● ENTRIES

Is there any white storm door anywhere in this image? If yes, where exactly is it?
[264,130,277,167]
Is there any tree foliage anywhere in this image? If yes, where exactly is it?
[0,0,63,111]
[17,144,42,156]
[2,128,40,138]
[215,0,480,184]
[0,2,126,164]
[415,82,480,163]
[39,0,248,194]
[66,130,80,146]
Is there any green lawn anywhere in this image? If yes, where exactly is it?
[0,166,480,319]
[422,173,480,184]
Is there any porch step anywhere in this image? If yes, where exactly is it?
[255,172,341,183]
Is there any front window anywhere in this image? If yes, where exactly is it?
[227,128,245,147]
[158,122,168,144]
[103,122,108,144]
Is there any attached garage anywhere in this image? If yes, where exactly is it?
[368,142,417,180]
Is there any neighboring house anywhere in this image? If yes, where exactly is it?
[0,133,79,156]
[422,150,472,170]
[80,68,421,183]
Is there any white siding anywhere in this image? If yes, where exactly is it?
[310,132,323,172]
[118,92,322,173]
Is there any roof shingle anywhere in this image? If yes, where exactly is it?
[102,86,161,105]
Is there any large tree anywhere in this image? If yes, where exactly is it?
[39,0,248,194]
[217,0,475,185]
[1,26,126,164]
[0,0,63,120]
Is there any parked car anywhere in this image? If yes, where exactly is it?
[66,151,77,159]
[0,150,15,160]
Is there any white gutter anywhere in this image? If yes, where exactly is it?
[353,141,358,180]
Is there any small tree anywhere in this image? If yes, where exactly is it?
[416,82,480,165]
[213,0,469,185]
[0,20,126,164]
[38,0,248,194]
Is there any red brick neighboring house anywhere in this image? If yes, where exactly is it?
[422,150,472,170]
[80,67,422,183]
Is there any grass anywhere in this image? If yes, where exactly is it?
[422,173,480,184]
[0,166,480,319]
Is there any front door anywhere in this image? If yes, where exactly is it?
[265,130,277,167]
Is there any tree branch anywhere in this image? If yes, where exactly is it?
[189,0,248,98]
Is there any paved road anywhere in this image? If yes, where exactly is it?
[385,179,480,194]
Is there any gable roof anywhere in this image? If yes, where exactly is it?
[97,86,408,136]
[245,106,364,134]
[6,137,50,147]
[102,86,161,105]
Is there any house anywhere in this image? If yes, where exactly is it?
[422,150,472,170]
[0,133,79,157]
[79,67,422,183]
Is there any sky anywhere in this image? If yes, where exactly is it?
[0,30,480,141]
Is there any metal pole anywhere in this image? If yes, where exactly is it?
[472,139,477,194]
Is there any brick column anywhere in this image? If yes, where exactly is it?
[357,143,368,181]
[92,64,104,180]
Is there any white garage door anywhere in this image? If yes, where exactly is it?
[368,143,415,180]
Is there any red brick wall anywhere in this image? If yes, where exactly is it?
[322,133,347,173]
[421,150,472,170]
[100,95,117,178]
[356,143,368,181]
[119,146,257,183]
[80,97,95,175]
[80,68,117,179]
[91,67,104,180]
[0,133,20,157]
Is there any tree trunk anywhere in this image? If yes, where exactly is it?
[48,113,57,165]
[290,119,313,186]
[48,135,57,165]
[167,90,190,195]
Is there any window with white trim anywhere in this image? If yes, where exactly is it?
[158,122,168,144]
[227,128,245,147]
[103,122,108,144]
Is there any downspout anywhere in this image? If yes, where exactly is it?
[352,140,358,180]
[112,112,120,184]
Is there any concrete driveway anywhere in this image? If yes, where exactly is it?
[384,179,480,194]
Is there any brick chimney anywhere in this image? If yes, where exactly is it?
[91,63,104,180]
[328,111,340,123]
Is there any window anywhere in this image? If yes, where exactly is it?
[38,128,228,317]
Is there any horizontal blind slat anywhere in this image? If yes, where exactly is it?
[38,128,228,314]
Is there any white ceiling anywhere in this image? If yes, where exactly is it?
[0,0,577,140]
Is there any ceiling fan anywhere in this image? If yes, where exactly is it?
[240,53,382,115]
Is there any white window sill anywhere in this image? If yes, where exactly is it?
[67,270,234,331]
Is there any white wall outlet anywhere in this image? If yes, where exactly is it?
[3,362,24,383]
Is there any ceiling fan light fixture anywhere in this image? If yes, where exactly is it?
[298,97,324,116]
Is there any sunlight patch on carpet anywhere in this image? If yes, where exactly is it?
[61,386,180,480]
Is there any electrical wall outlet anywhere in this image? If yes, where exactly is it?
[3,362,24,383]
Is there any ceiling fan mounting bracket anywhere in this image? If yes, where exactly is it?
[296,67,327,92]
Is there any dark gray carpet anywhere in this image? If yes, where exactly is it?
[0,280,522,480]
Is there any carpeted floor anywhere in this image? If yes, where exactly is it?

● WHAT YOU HAVE TO DO
Convert all of the data above into a numbered list with one entry per line, leaving out any blank lines.

● RESPONSE BELOW
1. Is there any white storm door anywhere in this image? If yes, where exactly is it?
2. [264,130,277,167]
3. Is there any tree foliage anywhere in this image? If yes, where exactly is it?
4. [0,0,63,111]
5. [17,144,42,156]
6. [2,128,40,138]
7. [215,0,480,184]
8. [0,2,126,164]
9. [415,82,480,163]
10. [39,0,248,194]
11. [66,130,80,146]
12. Is there any green lawn anywhere in this image? If yes, where exactly is it?
13. [0,166,480,319]
14. [422,173,480,184]
15. Is there any porch step anywhere in this image? If yes, where exactly is it?
16. [255,172,341,183]
17. Is there any front window anywhere in this image? If yes, where exactly is it?
18. [227,128,245,147]
19. [158,122,168,144]
20. [103,122,108,144]
21. Is there any attached garage anywhere in this image? If yes, where exactly is it?
22. [368,142,417,180]
23. Is there any neighboring house anywhere in this image? If yes, where exactly is it?
24. [0,133,79,156]
25. [422,150,472,170]
26. [80,68,421,183]
27. Is there any white siding anywhere in this image? If yes, where exactly is it?
28. [310,132,323,172]
29. [118,92,322,173]
30. Is there any roof shingle anywhere in this image? If yes, where exactly is it?
31. [102,86,161,105]
32. Is there any large tree anywhere in this image? If yes, where exactly is it?
33. [39,0,248,194]
34. [217,0,475,185]
35. [1,26,126,164]
36. [0,0,63,120]
37. Is there any parked car anywhere in this image? If yes, where exactly is it?
38. [66,151,77,159]
39. [0,150,15,160]
40. Is there any white gutter anywhere in this image? If yes, where exactly is it?
41. [353,141,358,180]
42. Is there any small tree anywhere in this image? If yes, where exactly is it?
43. [416,82,480,165]
44. [213,0,469,185]
45. [0,20,126,164]
46. [38,0,248,194]
47. Is there any red brick neighboring house anywhere in this image? If yes, where exactly is it?
48. [422,150,472,170]
49. [80,67,422,183]
50. Is there any grass anywhere in this image? If yes, where exactly is it?
51. [422,173,480,184]
52. [0,166,480,319]
53. Is there any front door anywhere in this image? If yes, where exactly is it?
54. [265,130,277,167]
55. Is there any tree branch anywhere in this image? If yes, where exactly is it?
56. [189,0,248,98]
57. Is there any paved road anywhere in this image? If yes, where exactly is it?
58. [385,179,480,194]
59. Is there any gable roof anywhere in this image? If yes, where exactly is it?
60. [97,86,408,136]
61. [245,106,364,134]
62. [6,137,50,147]
63. [102,86,161,105]
64. Is there any house anywhere in this image? If yes, where exactly is it?
65. [422,150,472,170]
66. [0,133,79,157]
67. [79,67,422,183]
68. Is there any sky anywhere in this image? If yes, where exactly is it?
69. [0,30,480,141]
70. Is there any metal pole anywhere in this image? If yes, where exactly is it?
71. [472,139,477,194]
72. Is there any brick column anywhere in this image? If yes, where exactly is it?
73. [357,143,368,181]
74. [92,64,104,180]
75. Is there any white garage door anywhere in this image? If yes, where exactly is it?
76. [368,143,415,180]
77. Is there any red brick wall anywhere in this image? If yes, where exactly is it?
78. [322,133,347,173]
79. [421,150,472,170]
80. [100,95,117,178]
81. [356,143,368,181]
82. [119,146,257,183]
83. [80,97,95,175]
84. [80,68,117,179]
85. [91,67,104,180]
86. [0,133,20,157]
87. Is there any tree trunk anywhere in this image? If yes, where exactly is it?
88. [48,113,57,165]
89. [290,119,313,186]
90. [48,135,57,165]
91. [167,90,190,195]
92. Is there any window with white trim anywhere in this image? If yes, where exactly is it?
93. [158,122,168,144]
94. [227,128,245,147]
95. [103,122,108,144]
96. Is there any downspout anywhere in this image? If yes, where exactly is it?
97. [352,140,358,180]
98. [112,112,120,184]
99. Is there any concrete driveway anywhere in this image? If yes, where exactly is it?
100. [384,179,480,194]
101. Is there any brick chimney anywhere in this image? If yes, where exactly is it?
102. [91,63,104,180]
103. [328,111,340,123]
104. Is there any window anywhere in this image? If yes, where exactly is it?
105. [38,128,228,317]
106. Is there any horizontal blind slat anywhere in this image? If yes, where exactly is it?
107. [38,128,228,314]
108. Is there any white ceiling anywhere in this image? If yes, where exactly is it?
109. [0,0,577,140]
110. Is there any ceiling fan anywhere in this image? If yes, where exactly is it?
111. [240,53,382,115]
112. Is there any white window sill anywhere in this image? If yes, where exactly is it?
113. [67,270,234,331]
114. Is there any white wall outlet anywhere in this image? If yes, where exactly is it?
115. [3,362,24,383]
116. Is there any ceiling fan light fixture anywhere in this image? If yes, where exactly is it?
117. [298,97,324,116]
118. Is there any sunlight patch on carpet anywhere in this image? If yes, where exactly is it?
119. [61,386,180,480]
120. Is there any electrical wall outlet anywhere in this image? If yes, where exactly is it?
121. [3,362,24,383]
122. Is there any ceiling fan mounting bracket anywhere in this image? If yes, where exactly is it?
123. [296,67,327,92]
124. Is there any dark gray carpet anywhere in this image? If yes, where exactly is it?
125. [0,280,522,480]
126. Is there any carpeted floor anywhere in this image? If yes, where exactly is it?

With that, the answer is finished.